Work instruction 1 -
Answer these questions from the text on Ford's support of the Michigan solar car team:
(a) Which race did the team win in 2016 with Ford's sponsorship?
(b) How far ahead of Aurum does Lead travel?
(c) How large is the crush zone added to the right side of the car?
Work instruction 2 - Reproduce the part of the text on Ford's support of the Michigan solar car team that starts with "For twenty-six years" and goes on through "team advisor’s car.".

For twenty-six years now, Ford and the University of Michigan Solar Car Team have shared a close relationship. With Ford’s sponsorship, we won the 2016 American Solar Challenge, contributing not only to our own legacy, but to the legacy of this storied partnership.
During the ASC, Ford provided us with four vehicles which made up a principal part of our caravan—Lead, Chase, Scout, and the team advisor’s car.
The caravan is important because it provides support for Aurum during the race. Lead travels 500 meters ahead of Aurum, navigating and keeping an eye out for problems ahead. Chase follows closely behind Aurum, monitoring its energy input and output and gauging what the best path forward is. Scout drives 10-15 minutes ahead, looking for potholes and filling them, marking them, moving roadkill and warning the main caravan of upcoming rough road or railroad tracks—anything that might impede Aurum’s ride.
Having reliable caravan vehicles to carry out these tasks greatly benefits the team.
Another significant contribution by Ford was its granting us access to the Jacobs Wind Tunnel prior to the race.
Michigan needed to test Aurum’s aerodynamics because it added a six-inch crush zone in the form of a bump to the car’s right side. This was in compliance with ASC safety regulations for the driver—the car had previously complied with World Solar Challenge regulations, and it had to undergo modifications before racing in the ASC. Although the bump met the rules, it created a dilemma: the team was concerned as to the kind of aerodynamic obstacle the bump posed.
At the Jacobs Wind Tunnel, Michigan took full advantage of the facility, conducting several aerodynamic tests. It was able to calculate aerodynamic forces on the car by experimenting with different wind speeds and yaw angles. It gauged turbulence with the introduction of smoke to the tunnel and with the use of tell tails, strings tied to the bump.
Thanks to Ford, Michigan had the opportunity to properly diagnose and quantify this aerodynamic hit. This allowed integration of the aerodynamic setback into the team’s strategy models, which meant clearer and more accurate pictures of what should be done throughout the race—it meant more reliable context for our strategists when making decisions.
Thank you again, Ford! We’re very grateful to have you as our partner.

Point localization data:
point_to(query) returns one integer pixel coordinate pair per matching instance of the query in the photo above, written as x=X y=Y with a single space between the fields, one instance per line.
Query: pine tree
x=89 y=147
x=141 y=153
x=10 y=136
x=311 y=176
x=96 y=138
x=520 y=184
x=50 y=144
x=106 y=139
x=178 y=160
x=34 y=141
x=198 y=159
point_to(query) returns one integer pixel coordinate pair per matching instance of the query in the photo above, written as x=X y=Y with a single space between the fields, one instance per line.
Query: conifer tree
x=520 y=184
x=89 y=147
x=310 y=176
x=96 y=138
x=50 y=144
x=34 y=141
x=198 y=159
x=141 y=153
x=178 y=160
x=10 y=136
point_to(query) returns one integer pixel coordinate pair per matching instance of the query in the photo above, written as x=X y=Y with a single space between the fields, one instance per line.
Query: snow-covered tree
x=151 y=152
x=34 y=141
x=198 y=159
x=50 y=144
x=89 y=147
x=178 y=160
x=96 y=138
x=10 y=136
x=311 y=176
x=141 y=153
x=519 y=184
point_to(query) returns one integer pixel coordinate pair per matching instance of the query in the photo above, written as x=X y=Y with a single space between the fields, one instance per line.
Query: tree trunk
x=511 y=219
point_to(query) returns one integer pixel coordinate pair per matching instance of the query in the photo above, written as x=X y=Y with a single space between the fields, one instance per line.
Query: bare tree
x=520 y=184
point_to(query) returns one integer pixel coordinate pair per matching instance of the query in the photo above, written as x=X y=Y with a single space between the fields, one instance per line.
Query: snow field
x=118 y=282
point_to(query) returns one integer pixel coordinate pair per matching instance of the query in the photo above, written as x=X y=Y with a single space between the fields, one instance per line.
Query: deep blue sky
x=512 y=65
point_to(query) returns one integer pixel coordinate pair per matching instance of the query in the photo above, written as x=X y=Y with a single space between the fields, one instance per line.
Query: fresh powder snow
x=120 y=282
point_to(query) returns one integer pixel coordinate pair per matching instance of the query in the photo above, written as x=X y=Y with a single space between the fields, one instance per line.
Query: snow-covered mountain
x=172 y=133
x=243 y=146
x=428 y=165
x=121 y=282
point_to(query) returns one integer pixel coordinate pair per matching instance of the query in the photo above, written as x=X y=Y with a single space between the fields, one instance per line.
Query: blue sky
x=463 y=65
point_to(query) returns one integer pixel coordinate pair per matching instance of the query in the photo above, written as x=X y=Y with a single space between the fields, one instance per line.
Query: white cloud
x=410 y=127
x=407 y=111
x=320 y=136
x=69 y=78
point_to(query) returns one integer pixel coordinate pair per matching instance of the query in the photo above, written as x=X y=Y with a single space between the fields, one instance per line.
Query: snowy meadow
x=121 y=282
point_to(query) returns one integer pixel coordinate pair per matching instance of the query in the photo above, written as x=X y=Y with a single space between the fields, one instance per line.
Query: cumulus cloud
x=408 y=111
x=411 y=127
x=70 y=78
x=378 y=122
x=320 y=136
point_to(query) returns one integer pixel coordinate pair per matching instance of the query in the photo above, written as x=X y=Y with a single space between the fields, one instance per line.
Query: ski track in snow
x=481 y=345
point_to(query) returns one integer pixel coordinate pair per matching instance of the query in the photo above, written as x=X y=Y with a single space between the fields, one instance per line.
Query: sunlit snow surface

Reply 1 -
(a) The 2016 American Solar Challenge.
(b) 500 meters.
(c) Six inches.

Reply 2 -
For twenty-six years now, Ford and the University of Michigan Solar Car Team have shared a close relationship. With Ford’s sponsorship, we won the 2016 American Solar Challenge, contributing not only to our own legacy, but to the legacy of this storied partnership.
During the ASC, Ford provided us with four vehicles which made up a principal part of our caravan—Lead, Chase, Scout, and the team advisor’s car.